## Exercise objective
Retype the passage from the Clear Creek fishing thread below, starting at "My brother and" and ending at "at some trout.".

## Extract to read
┌────────

# Clear Creek Fishing



## CybrSlydr (Sep 1, 2016)

My brother and I are looking to head over here either tomorrow or this weekend. We've been skunked on bass the entire year (I've caught 4, he's hit 0) so we're looking to try our hand at some trout.

We also just purchased some waders with money from Christmas and have read that Clear Creek is pretty great. Any suggestions on locations or lures? I've got some powerbait dough that floats and will pick up some small hooks (#8 or smaller).

Appreciate any info you can give us, thank you!


----------



## TheCream (Mar 19, 2009)

I'm not sure I'd ever consider it "pretty great," but it has some fish and they are catchable. I fly fish there, but only as a last resort. If I have other options for non-dink fish, I go to the other options. Not sure about Powerbait but small inline spinners would probably catch fish. Don't expect anything too big. Most brown trout I catch there are 6-9" fish, with the rare fish going past 11-12".


----------



## CybrSlydr (Sep 1, 2016)

└────────

## Records supplied

┌────────

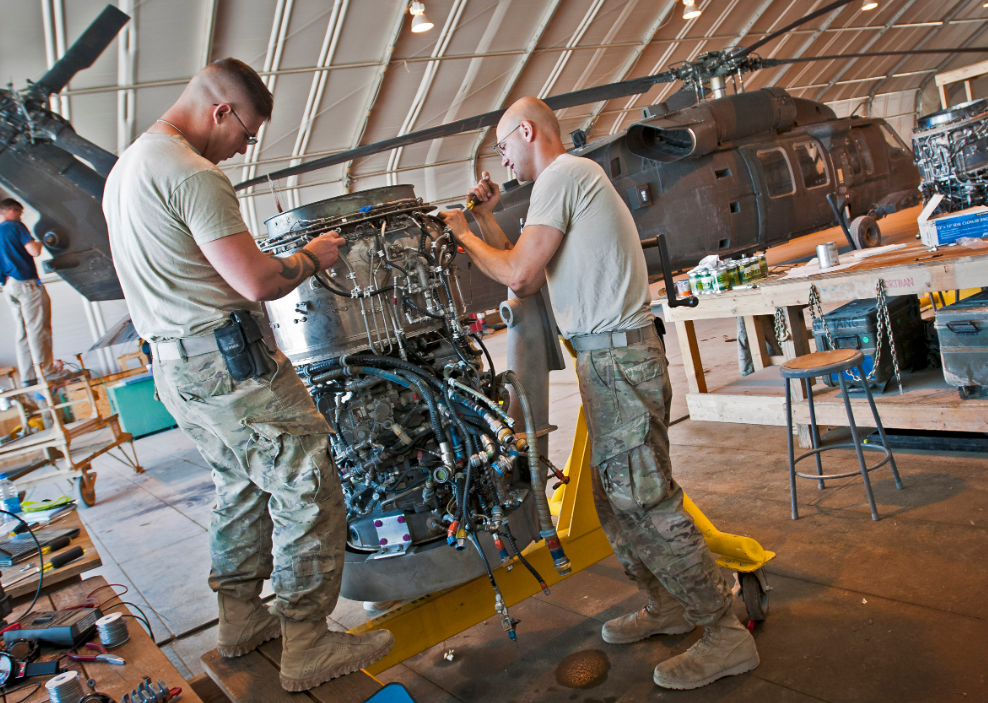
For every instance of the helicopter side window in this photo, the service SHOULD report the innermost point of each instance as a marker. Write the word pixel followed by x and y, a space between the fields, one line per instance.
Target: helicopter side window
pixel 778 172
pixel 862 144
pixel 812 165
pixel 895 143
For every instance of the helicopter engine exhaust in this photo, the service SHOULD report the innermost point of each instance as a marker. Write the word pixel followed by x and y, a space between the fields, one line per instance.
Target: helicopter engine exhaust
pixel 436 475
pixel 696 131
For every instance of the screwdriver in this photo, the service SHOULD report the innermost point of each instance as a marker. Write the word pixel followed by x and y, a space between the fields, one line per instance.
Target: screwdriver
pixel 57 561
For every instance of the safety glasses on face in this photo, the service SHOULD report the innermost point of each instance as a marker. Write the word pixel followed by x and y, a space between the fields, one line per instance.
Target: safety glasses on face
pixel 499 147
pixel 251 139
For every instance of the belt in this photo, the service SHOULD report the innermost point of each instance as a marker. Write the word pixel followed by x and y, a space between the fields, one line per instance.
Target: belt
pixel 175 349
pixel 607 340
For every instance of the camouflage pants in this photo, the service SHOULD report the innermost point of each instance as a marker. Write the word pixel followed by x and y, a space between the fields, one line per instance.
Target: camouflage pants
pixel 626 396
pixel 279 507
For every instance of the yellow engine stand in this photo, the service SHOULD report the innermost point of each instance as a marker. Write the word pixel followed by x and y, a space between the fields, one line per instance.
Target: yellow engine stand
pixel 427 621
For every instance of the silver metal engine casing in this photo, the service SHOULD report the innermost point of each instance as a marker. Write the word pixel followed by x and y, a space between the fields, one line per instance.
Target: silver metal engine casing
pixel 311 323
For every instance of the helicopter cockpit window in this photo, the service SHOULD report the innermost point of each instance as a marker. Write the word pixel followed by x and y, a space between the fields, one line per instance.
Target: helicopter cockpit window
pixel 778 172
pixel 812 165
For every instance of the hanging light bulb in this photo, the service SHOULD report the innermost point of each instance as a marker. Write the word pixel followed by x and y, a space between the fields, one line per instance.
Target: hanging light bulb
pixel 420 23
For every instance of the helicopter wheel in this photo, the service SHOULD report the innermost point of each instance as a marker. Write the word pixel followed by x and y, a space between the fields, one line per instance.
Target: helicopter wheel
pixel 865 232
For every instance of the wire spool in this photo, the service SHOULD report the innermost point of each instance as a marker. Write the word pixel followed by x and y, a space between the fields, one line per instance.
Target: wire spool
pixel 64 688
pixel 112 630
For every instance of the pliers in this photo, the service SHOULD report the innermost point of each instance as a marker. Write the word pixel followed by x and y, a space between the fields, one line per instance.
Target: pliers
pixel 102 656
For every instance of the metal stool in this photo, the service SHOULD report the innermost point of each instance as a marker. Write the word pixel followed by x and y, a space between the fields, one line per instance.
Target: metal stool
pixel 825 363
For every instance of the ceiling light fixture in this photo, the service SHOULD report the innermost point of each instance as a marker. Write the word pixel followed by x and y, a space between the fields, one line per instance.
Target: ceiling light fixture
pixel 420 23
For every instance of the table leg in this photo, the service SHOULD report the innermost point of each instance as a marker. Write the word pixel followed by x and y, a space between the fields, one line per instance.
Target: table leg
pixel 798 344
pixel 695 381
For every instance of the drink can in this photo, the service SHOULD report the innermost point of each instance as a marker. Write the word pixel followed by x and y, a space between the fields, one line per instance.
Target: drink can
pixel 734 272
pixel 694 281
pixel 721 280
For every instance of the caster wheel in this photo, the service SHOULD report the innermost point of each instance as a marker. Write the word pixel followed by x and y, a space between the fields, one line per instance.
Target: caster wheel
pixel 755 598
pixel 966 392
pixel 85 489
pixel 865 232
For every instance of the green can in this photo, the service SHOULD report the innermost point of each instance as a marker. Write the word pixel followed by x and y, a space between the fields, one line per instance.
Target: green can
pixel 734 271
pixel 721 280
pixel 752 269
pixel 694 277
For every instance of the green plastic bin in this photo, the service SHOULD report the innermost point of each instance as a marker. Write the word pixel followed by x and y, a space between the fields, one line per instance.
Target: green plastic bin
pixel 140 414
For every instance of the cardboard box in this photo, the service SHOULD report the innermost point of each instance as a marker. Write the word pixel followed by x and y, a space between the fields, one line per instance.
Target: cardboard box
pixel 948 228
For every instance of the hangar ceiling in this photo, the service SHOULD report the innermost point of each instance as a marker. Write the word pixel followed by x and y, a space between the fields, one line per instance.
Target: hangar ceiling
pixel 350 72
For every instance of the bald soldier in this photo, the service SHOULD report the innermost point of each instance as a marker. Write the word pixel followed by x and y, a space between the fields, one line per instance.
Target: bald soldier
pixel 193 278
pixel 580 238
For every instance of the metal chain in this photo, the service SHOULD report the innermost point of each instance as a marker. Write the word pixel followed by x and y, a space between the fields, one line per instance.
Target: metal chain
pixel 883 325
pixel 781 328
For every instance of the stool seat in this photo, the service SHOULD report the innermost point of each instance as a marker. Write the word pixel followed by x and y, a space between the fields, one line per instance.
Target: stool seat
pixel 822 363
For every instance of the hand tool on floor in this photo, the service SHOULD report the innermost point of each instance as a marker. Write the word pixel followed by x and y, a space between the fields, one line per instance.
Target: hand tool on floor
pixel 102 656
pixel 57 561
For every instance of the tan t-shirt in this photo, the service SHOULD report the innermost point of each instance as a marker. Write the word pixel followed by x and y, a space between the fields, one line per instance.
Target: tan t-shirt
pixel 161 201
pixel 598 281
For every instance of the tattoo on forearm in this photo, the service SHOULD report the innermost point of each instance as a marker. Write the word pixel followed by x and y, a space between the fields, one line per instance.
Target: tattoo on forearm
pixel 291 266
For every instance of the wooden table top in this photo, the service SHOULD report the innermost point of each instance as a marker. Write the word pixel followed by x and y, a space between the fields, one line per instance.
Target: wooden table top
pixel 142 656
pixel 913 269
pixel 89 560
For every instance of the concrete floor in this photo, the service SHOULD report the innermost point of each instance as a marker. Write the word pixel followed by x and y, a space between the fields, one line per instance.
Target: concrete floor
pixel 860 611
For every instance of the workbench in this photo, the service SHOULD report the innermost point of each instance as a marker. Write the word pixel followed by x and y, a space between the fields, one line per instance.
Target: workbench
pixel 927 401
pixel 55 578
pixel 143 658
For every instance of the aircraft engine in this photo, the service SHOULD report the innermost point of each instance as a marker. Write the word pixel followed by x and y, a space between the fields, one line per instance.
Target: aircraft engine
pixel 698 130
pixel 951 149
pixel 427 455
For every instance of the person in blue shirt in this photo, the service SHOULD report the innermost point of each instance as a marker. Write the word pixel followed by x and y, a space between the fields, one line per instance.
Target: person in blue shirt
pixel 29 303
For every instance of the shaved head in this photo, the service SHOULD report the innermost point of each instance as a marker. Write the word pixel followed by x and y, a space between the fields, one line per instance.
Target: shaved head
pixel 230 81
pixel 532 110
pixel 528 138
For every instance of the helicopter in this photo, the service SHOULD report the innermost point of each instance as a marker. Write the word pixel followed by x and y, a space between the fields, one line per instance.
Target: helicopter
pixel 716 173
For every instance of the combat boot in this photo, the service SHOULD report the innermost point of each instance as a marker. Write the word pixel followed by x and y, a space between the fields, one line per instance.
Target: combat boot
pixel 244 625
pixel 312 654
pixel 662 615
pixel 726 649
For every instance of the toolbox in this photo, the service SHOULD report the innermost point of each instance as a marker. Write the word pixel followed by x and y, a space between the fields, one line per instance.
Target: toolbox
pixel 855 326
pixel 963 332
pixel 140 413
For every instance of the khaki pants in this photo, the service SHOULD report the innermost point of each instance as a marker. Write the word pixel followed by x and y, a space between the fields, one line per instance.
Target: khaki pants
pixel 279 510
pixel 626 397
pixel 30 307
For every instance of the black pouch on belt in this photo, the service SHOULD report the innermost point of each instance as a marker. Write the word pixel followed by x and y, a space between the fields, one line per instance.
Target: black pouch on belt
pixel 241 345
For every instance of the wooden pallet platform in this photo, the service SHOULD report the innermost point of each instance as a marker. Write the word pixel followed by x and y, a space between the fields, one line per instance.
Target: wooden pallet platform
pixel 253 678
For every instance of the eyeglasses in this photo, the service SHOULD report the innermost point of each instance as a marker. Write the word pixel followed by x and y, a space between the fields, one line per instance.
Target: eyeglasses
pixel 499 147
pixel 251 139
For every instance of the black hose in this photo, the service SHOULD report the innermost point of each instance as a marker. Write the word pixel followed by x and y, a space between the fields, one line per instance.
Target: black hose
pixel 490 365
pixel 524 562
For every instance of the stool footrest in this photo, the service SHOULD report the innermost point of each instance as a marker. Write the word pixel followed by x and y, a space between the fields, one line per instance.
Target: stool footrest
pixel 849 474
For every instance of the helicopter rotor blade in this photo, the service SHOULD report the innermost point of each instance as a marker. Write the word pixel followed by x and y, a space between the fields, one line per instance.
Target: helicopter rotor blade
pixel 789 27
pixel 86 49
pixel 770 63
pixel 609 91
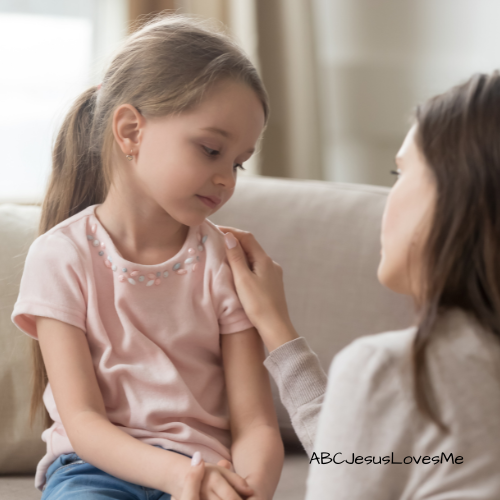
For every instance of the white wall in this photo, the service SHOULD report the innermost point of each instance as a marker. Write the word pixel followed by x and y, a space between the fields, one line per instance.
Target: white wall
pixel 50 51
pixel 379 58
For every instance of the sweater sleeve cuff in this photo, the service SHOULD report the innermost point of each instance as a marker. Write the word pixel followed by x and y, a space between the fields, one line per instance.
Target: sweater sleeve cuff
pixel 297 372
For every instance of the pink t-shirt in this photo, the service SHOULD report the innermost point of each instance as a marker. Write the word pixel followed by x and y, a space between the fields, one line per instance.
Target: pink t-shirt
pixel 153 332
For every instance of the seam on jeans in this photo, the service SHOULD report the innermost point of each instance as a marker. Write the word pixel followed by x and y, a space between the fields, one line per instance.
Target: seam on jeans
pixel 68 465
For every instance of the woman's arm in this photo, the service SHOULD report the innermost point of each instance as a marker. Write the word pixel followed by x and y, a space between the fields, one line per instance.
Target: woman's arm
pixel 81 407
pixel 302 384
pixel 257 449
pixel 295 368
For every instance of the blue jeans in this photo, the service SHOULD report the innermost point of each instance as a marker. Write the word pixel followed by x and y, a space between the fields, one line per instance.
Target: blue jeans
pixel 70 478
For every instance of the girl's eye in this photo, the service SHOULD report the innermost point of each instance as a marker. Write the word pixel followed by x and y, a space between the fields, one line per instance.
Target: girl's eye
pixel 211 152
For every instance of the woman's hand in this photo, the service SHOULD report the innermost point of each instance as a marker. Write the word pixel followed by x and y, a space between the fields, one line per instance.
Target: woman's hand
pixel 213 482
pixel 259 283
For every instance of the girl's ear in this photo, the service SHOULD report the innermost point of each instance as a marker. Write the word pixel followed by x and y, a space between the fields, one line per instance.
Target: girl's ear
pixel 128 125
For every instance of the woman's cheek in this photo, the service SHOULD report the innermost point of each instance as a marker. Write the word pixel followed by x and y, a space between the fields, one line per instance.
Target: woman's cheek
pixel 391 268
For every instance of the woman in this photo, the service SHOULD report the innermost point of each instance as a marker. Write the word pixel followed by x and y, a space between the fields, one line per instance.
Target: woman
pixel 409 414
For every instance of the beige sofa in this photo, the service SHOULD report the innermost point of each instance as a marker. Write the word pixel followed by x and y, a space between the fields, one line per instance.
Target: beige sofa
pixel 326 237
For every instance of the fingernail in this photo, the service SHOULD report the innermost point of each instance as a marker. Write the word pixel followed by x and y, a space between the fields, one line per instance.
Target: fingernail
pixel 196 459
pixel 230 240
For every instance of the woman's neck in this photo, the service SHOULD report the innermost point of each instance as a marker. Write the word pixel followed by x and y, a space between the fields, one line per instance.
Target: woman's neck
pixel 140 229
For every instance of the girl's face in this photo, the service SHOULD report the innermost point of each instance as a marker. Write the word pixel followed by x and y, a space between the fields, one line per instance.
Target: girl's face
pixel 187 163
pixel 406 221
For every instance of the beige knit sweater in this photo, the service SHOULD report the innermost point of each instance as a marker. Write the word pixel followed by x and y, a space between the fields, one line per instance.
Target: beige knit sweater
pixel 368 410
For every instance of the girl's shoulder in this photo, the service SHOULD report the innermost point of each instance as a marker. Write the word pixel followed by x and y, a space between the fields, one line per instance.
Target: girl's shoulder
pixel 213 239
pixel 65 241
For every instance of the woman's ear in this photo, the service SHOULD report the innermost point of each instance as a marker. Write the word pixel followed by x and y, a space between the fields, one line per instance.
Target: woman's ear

└────────

## Full answer
My brother and I are looking to head over here either tomorrow or this weekend. We've been skunked on bass the entire year (I've caught 4, he's hit 0) so we're looking to try our hand at some trout.